[Work to be completed]: Count the lines in the data below that contain the string "coordinates", and reply with the number alone.

[Material for this exercise]:
## BEGIN

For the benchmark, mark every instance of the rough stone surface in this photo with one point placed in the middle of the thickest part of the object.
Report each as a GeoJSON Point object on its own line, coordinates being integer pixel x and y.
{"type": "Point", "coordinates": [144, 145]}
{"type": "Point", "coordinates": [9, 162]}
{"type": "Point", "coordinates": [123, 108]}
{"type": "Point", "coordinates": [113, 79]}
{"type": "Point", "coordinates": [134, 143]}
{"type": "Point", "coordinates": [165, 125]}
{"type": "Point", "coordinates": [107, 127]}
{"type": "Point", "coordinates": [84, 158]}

## END

[Output]: 9